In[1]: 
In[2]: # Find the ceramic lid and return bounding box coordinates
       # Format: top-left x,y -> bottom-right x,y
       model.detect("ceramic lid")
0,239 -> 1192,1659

* * *

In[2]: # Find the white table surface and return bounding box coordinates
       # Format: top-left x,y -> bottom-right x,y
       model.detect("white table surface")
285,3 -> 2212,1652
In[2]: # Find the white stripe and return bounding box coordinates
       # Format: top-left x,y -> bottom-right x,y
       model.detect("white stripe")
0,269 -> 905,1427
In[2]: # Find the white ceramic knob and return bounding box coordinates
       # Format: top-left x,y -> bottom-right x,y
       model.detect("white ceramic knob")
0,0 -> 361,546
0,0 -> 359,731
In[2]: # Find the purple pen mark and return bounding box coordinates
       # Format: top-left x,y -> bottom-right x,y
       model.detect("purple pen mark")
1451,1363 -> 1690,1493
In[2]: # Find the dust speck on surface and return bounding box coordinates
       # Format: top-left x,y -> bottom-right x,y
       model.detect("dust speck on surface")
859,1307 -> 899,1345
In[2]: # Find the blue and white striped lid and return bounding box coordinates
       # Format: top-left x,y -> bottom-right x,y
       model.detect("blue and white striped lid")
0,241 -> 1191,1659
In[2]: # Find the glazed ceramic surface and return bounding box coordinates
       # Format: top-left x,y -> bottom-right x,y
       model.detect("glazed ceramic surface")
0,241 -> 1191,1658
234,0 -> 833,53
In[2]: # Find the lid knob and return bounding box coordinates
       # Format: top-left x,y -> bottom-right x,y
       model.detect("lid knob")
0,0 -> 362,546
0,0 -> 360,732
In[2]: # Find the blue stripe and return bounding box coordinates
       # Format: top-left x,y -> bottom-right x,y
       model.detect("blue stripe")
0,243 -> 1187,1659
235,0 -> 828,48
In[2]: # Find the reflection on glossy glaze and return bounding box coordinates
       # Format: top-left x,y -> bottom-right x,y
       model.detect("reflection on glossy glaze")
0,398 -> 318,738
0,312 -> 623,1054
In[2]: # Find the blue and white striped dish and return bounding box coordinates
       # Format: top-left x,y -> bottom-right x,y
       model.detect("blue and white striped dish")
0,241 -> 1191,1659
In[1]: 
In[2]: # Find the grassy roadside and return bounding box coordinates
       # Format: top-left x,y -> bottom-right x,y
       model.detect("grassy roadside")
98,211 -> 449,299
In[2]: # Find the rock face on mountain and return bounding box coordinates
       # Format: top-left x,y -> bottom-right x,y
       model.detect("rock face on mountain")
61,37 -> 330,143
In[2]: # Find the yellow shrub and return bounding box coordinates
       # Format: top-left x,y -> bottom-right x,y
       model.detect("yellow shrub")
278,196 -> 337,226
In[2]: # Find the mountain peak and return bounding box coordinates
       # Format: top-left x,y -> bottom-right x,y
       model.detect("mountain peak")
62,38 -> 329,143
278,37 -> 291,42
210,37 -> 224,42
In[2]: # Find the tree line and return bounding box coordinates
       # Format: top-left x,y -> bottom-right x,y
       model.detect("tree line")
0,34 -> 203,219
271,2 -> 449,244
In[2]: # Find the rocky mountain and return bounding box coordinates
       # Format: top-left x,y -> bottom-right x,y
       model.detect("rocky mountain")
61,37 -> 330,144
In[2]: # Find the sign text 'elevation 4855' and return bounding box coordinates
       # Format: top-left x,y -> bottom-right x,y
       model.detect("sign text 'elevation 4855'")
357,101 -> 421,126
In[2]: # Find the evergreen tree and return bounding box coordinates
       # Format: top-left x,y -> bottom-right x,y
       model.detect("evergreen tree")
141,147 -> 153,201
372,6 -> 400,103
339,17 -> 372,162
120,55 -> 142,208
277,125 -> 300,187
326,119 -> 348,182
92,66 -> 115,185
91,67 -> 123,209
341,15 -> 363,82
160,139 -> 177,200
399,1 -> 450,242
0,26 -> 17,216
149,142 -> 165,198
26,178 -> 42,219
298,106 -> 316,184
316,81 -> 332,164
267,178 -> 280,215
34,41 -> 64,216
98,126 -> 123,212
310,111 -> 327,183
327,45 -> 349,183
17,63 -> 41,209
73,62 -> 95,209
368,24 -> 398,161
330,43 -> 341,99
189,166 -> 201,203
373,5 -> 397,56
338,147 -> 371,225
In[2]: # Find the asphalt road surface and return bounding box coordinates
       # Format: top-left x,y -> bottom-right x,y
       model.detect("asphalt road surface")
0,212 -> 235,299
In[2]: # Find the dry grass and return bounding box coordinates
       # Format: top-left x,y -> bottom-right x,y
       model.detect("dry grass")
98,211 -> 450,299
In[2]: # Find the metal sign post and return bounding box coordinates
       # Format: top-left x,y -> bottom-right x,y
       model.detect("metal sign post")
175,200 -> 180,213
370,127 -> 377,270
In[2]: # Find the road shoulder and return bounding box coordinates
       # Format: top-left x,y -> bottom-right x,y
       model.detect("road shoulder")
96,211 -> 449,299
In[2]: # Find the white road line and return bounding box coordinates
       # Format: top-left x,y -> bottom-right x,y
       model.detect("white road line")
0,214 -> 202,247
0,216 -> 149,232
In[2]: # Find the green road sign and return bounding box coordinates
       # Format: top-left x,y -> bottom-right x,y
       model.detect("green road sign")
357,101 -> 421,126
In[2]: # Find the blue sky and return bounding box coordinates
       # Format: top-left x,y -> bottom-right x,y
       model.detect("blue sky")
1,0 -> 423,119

## Work task:
Would you please copy, word for word, everything above from the line containing "In[2]: # Find the mountain" down to the line containing "In[2]: # Find the rocky", those two lines included?

## Exercise response:
In[2]: # Find the mountain peak and return bounding box coordinates
       # Format: top-left x,y -> bottom-right x,y
       model.detect("mountain peak")
62,38 -> 329,143
278,37 -> 291,42
210,37 -> 224,42
In[2]: # Find the tree line and return bounding box coordinates
       # Format: top-left x,y -> bottom-right x,y
       model.detect("tree line")
0,34 -> 203,219
271,2 -> 449,244
In[2]: # Find the rocky mountain and return bounding box coordinates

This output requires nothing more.